■ EXERCISE
Find the line that contains "# point at: tile countertop". Repeat that line and all lines following it, exactly, through the end of the listing below.
───── DATASET CONTENT
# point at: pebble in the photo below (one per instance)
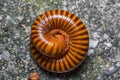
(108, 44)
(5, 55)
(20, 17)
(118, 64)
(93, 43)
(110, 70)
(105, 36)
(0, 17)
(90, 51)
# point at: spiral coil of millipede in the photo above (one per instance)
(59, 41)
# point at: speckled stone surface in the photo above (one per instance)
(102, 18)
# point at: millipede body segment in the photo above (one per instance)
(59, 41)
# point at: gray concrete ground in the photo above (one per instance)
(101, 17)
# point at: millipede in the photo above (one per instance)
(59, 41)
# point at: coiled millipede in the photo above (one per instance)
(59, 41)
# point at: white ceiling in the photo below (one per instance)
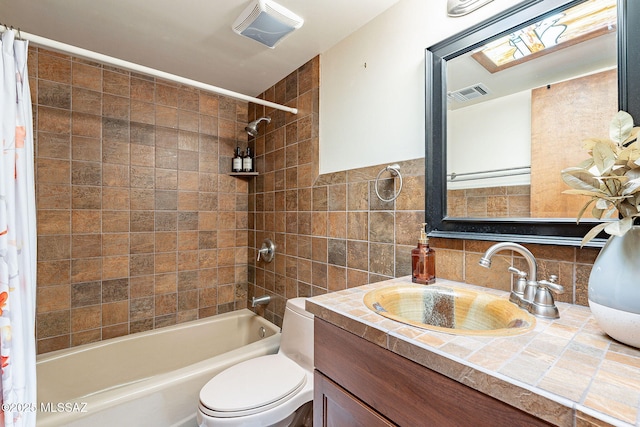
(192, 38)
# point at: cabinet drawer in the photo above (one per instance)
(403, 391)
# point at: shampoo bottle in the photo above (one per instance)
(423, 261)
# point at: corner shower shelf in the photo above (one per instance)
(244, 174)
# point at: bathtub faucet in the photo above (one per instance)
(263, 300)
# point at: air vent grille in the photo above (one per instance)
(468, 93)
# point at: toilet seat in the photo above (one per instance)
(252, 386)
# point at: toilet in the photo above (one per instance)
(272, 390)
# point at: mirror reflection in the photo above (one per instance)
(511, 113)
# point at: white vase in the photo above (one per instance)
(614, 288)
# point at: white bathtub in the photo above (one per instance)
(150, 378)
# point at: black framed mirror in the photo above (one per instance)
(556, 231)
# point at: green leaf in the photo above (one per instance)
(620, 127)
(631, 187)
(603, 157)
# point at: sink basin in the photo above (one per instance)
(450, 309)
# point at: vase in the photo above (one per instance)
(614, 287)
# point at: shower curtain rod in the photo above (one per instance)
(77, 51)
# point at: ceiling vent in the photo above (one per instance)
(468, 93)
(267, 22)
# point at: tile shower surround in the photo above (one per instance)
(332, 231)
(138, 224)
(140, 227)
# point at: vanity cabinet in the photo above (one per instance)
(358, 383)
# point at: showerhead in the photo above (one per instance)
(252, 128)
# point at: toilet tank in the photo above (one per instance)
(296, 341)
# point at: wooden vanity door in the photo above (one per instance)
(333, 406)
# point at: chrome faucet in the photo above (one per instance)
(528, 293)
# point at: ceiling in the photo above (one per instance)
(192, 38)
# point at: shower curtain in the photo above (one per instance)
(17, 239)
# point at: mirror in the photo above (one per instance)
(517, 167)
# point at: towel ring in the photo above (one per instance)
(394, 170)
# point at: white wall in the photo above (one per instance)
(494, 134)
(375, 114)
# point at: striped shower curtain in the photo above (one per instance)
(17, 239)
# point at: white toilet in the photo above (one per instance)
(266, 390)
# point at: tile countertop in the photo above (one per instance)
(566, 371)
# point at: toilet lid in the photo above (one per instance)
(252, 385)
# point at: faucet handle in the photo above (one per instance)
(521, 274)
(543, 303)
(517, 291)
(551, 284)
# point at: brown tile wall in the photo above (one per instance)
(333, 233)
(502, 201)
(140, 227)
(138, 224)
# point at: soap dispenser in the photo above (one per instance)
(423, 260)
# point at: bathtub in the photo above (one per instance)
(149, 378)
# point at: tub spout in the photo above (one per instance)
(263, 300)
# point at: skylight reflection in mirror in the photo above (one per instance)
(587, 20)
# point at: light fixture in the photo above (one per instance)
──────────
■ RESPONSE TO THE TASK
# point at: tile countertop in the photo above (one per instance)
(566, 371)
# point at: toilet lid in the photo above (one per instance)
(252, 385)
# point at: faucet handle in the photo above (one per instance)
(521, 274)
(543, 303)
(517, 291)
(551, 284)
# point at: brown tile wall in the photo above (one per instance)
(333, 233)
(502, 201)
(140, 227)
(138, 224)
# point at: soap dispenser in the photo above (one per instance)
(423, 260)
# point at: bathtub in the photo above (one per instance)
(149, 378)
# point at: tub spout in the photo above (one per instance)
(263, 300)
# point at: skylight reflection in mirror in the photo above (one per instance)
(587, 20)
# point at: light fixture in the photo above (one per instance)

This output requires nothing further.